**作業内容**:
1. 判決文抜粋によると、被告人が犯行に及んだのはいつですか。
2. 判決文抜粋に含まれる、丸括弧で囲まれた見出しをすべて挙げてください。
3. 判決文抜粋の最後の見出しに続く本文を書き継いでください。

**判決文抜粋**:
========================================================================
この裁判が確定した日から4年間その刑の執行を猶予する。
訴訟費用は被告人の負担とする。
理    由
(罪となるべき事実)
 被告人は,以前から,両膝変形性関節症等を患っていた妻のA(当時82歳)を
介護していたところ,同人が前記症状により膝の痛みを訴え苦しんでいることに同
情し,殺害に関し真に同人の承諾はなかったものの,真に承諾があったものと誤認
して同人を殺害しようと決意し,平成15年1月12日午前1時ころ,山口県下関
市ab丁目c番d号B方1階6畳和室において,就寝中の同人に対し所携のタオル
を同人の頸部に巻き付けて絞めつけ,よって,そのころ,同所において,同人を頸
部圧迫により窒息死させて殺害したものである。
(証拠の標目)
  省略
(事実認定の補足説明)
========================================================================
**資料抜粋**:
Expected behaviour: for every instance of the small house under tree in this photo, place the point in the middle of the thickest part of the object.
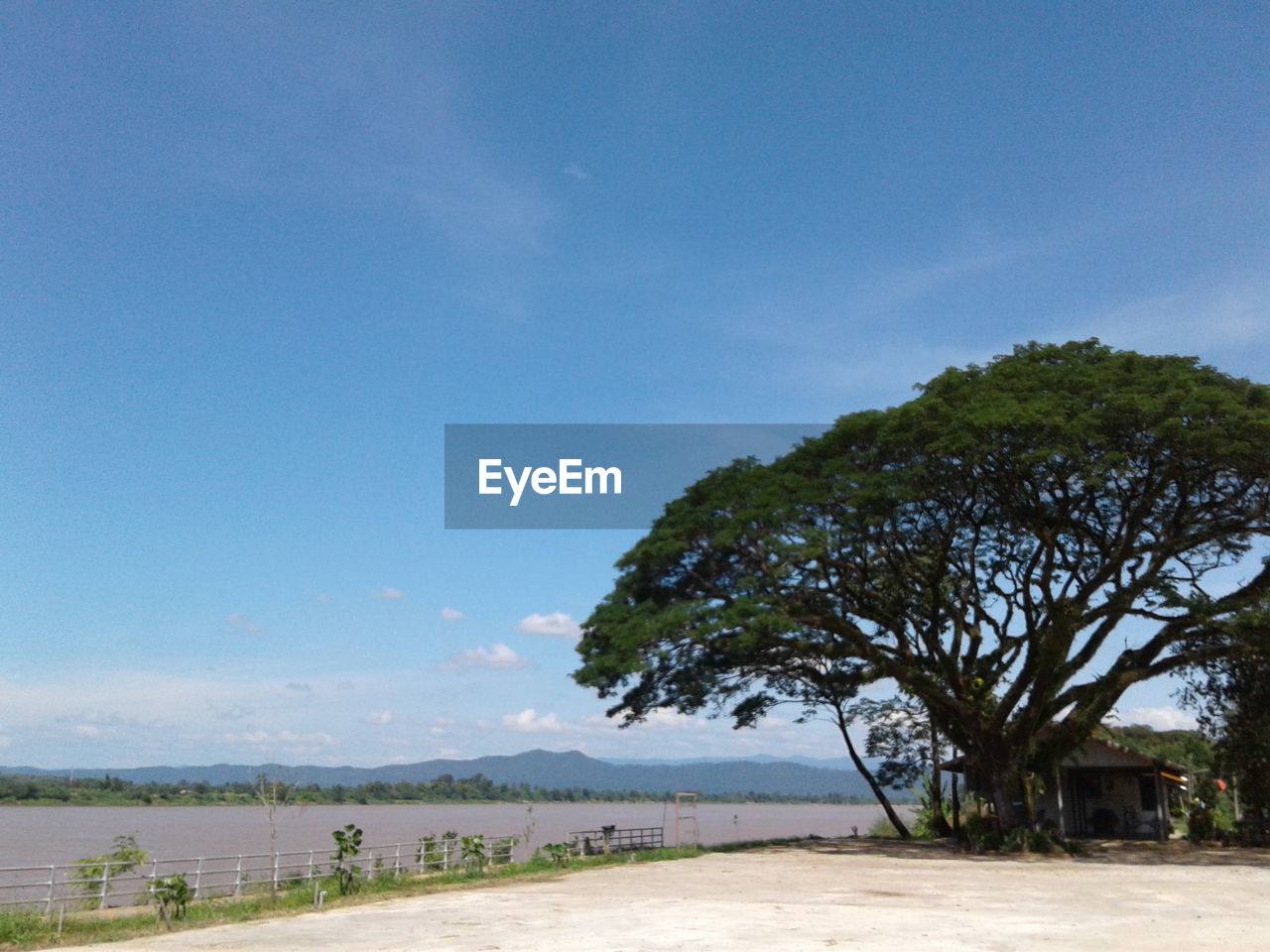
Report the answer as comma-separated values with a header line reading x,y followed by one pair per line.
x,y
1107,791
========================================================================
**解答**:
1. 平成15年1月12日午前1時ころです。

2. (罪となるべき事実)、(証拠の標目)、(事実認定の補足説明)

3.
 本件につき,Aから殺害に関し正常な判断能力に基づく真摯な承諾はなかったも
のの,被告人において,その承諾があったものと誤認して本件犯行を行ったと認定
した理由は,以下のとおりである。
 前掲関係各証拠によれば,Aは,日頃から両膝変形性関節症等により足腰の痛み
を訴えたり愚痴を述べたりしており,平成14年10月に行われた手術の後は,こ
うした訴えが特にひどくなり,「痛い。殺してくれ。」,「死にたい。」などと言
うようになっていたことが認められるが,周囲から痛み止めの座薬の使用を勧めら
れても使用しないなど,痛みの程度が真に耐え難い程度のものであったとは認めら
れないし,同居している親族らも,Aから「死にたい。」などと言われた際,同人
が本当に死にたがっているとは認識していなかった旨供述し,当時,Aの診察に当
たっていた医師は,本件犯行前において,Aには,退行期うつ病の症状や痴呆症状
がみられ,Aの「死にたい。」などという言葉についても,こうした同人の精神症
状が作用したものと
判断している(証人C)。これらの事実によると,本件犯行前,Aが日頃から死ぬ
ことを真摯に希望したり,認識,認容したりしていたものではないと推認される。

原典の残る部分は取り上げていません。